Repeat the records verbatim, beginning with the line that contains "Find the dark" and ending with the line that contains "[[[0,430],[369,430],[12,246],[0,247]]]".

* [DATA LISTING]
★ ★ ★ ★ ★

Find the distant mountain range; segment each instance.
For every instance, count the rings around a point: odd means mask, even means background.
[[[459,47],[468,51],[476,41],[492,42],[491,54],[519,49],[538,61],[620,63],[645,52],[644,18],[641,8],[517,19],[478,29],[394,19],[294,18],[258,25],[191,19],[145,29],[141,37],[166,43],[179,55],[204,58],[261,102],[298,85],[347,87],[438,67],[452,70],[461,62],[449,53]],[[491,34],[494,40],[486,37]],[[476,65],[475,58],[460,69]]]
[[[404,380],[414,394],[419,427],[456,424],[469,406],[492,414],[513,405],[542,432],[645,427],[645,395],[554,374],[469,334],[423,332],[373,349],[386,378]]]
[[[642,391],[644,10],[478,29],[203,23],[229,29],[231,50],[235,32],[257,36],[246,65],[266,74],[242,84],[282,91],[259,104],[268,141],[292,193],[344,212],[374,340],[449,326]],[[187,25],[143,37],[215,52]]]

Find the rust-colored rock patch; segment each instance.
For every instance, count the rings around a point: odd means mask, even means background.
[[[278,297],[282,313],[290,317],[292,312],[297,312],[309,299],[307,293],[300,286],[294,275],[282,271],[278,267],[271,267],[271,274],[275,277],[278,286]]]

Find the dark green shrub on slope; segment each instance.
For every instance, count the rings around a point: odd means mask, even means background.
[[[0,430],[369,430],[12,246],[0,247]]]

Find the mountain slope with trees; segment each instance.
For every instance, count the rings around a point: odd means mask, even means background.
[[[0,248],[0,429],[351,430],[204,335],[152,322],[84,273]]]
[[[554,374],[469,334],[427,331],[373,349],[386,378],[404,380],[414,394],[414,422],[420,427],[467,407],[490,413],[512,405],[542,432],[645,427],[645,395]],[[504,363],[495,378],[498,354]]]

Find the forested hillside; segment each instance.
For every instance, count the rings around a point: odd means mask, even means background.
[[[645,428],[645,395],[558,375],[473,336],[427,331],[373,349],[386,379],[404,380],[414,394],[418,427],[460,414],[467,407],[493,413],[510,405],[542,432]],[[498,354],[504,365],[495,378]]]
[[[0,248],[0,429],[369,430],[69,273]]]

★ ★ ★ ★ ★

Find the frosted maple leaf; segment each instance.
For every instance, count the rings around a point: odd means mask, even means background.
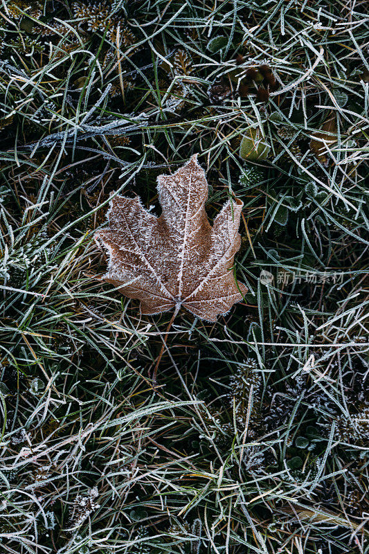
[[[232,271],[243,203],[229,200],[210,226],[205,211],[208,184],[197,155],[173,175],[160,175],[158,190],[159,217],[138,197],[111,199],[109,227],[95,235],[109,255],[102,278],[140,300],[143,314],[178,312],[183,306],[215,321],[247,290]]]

★ ★ ★ ★ ★

* [WRITTEN SOLUTION]
Find the dark green shrub on slope; segment each instance.
For every instance, count the rings around a point: odd means mask, even means background.
[[[0,430],[369,430],[12,246],[0,247]]]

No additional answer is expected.